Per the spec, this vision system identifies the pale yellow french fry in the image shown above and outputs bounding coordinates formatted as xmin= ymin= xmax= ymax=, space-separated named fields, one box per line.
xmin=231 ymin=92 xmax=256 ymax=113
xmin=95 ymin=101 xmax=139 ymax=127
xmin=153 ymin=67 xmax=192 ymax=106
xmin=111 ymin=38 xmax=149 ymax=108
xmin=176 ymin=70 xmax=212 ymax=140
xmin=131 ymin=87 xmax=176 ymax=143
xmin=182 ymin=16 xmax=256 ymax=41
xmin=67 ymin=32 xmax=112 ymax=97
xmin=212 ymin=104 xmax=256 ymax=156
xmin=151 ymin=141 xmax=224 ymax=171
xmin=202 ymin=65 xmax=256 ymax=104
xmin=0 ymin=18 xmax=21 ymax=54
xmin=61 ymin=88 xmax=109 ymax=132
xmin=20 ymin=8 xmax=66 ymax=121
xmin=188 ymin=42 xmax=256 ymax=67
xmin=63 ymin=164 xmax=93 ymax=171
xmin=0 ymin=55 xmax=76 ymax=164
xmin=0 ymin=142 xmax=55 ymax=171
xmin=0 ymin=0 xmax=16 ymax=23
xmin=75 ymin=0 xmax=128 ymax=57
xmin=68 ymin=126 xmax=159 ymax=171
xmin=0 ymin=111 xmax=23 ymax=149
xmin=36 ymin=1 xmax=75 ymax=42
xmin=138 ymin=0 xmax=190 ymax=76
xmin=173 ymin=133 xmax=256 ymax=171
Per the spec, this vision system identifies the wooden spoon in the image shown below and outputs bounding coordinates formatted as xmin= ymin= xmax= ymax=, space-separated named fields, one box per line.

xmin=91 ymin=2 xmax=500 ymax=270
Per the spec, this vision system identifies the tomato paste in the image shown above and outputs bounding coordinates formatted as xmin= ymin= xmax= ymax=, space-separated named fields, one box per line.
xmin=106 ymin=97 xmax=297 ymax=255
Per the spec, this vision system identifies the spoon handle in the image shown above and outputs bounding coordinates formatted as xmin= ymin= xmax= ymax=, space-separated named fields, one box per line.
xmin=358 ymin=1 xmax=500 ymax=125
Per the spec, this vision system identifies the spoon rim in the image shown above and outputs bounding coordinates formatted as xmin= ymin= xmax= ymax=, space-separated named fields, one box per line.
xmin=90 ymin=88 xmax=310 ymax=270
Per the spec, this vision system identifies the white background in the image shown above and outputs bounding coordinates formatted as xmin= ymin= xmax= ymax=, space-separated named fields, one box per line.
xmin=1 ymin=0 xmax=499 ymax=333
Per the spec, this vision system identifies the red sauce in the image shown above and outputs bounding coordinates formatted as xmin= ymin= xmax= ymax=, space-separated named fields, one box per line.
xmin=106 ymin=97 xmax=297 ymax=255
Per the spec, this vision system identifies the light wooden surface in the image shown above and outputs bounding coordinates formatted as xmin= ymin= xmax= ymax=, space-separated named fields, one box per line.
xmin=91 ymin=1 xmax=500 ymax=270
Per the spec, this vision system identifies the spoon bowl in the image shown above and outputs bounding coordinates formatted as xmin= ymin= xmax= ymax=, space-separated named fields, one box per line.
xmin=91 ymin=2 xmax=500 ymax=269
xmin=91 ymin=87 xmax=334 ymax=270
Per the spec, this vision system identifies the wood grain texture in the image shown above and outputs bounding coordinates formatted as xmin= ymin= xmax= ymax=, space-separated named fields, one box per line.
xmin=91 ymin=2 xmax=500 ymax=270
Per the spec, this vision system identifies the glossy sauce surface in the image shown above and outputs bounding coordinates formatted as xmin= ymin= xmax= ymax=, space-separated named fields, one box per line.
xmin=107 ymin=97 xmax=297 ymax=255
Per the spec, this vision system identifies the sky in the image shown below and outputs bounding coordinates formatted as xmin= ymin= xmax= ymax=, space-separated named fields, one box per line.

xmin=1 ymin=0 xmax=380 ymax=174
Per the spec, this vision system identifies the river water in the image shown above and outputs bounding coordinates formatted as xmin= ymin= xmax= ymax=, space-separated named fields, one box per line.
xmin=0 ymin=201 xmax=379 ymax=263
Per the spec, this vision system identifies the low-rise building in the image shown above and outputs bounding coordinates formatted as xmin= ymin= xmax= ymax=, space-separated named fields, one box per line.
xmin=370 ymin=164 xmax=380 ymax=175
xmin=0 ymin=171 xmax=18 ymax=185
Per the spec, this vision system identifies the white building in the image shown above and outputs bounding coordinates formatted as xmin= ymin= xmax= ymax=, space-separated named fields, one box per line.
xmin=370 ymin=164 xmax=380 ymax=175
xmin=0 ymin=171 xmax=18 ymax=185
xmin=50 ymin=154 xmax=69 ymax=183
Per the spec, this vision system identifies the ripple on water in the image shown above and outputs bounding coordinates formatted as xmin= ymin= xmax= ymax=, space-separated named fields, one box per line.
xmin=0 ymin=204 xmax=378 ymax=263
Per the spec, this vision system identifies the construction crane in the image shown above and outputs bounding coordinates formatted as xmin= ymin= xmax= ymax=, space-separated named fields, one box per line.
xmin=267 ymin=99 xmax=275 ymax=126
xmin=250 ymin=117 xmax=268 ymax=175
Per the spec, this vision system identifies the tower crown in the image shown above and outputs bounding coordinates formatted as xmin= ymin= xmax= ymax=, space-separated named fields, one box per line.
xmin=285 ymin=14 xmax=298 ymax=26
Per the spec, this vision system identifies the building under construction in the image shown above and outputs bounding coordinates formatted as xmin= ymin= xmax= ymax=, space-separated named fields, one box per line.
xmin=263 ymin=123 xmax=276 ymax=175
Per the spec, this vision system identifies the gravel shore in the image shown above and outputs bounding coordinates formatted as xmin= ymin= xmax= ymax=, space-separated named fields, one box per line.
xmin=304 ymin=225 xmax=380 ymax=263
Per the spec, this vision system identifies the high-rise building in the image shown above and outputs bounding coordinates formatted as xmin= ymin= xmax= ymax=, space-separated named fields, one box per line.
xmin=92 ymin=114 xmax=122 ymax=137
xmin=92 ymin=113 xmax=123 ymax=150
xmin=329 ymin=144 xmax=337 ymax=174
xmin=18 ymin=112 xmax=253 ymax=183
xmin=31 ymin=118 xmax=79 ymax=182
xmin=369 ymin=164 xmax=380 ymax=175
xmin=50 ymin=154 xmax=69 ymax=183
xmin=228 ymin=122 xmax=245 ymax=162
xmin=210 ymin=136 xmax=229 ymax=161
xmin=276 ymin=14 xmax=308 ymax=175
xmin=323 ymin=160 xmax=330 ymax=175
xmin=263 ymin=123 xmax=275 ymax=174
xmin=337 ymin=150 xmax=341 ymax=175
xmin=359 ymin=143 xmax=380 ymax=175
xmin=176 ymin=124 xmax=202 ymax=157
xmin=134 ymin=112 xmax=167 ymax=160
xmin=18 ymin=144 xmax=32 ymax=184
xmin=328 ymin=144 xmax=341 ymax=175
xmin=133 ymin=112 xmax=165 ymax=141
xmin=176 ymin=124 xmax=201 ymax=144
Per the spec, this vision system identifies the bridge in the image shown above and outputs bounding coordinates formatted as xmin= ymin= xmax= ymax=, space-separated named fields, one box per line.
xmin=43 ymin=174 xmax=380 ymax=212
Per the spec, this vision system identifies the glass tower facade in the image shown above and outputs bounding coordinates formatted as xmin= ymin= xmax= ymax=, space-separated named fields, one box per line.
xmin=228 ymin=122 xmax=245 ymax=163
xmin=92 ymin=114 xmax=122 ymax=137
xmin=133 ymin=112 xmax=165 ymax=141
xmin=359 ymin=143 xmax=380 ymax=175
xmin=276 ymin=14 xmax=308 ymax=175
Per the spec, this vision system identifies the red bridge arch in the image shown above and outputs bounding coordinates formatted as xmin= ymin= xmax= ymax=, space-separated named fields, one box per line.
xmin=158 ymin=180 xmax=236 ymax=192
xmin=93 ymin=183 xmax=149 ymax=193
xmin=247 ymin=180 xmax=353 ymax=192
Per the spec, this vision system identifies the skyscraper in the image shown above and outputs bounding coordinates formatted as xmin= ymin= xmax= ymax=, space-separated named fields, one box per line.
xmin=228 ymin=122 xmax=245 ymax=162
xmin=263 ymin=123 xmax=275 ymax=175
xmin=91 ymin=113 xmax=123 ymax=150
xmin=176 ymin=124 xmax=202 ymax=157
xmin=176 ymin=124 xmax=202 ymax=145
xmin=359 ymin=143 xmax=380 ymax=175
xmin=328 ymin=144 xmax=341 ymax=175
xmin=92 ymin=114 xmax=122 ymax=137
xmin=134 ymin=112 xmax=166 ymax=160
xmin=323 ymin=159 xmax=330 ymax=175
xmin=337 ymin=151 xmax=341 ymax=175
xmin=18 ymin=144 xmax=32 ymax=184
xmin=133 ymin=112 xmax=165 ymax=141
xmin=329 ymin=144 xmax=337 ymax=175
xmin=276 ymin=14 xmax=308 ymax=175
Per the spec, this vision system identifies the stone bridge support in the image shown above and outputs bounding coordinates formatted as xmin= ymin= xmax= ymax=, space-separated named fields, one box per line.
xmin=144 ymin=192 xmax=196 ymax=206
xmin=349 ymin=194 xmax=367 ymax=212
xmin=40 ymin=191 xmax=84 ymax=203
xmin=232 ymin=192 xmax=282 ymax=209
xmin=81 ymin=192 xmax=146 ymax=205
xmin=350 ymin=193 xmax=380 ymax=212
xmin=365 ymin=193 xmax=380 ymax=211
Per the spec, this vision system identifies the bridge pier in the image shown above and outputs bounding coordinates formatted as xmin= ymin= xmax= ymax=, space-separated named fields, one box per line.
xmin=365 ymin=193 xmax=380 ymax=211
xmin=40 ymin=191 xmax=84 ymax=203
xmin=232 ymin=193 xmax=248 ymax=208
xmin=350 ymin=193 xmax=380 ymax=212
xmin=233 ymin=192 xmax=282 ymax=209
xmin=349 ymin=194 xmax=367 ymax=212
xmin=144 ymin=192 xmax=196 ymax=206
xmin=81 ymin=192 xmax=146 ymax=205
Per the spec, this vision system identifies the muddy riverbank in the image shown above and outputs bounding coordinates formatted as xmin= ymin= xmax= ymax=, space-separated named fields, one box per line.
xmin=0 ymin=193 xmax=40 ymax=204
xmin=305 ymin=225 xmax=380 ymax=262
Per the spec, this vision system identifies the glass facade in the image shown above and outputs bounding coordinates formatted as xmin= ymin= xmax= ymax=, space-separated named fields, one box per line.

* [Assignment] The lines from the one holding "Per the spec, this vision system identifies the stone" to the final line of the entries, both included, are what should be output, exactly and alone.

* [Exercise solution]
Per the spec, this vision system identifies the stone bridge support in the image shown above and outputs bounding coordinates formatted as xmin= ymin= xmax= ymax=, space-separated named fields, one box per line.
xmin=144 ymin=192 xmax=196 ymax=206
xmin=349 ymin=194 xmax=367 ymax=212
xmin=40 ymin=191 xmax=84 ymax=203
xmin=232 ymin=192 xmax=282 ymax=209
xmin=81 ymin=192 xmax=146 ymax=205
xmin=350 ymin=193 xmax=380 ymax=212
xmin=365 ymin=193 xmax=380 ymax=211
Per the spec, this vision system identifies the bridge pier in the image shown above and outputs bounding coordinates formatted as xmin= ymin= xmax= ymax=, space-separated named fields, one box per line.
xmin=365 ymin=193 xmax=380 ymax=211
xmin=40 ymin=191 xmax=84 ymax=203
xmin=232 ymin=193 xmax=248 ymax=208
xmin=350 ymin=193 xmax=380 ymax=212
xmin=233 ymin=192 xmax=282 ymax=209
xmin=349 ymin=194 xmax=367 ymax=212
xmin=144 ymin=192 xmax=196 ymax=206
xmin=81 ymin=192 xmax=146 ymax=205
Per the spec, this vision system identifies the muddy riverbank in the image shown above and outputs bounding coordinates formatted as xmin= ymin= xmax= ymax=, space-separated named fields, one box per line.
xmin=0 ymin=193 xmax=40 ymax=204
xmin=305 ymin=225 xmax=380 ymax=262
Per the spec, this vision system identifies the glass facade in the image shown above and outputs bounding coordinates formatted as xmin= ymin= xmax= ymax=, space-separated named fields, one box per line.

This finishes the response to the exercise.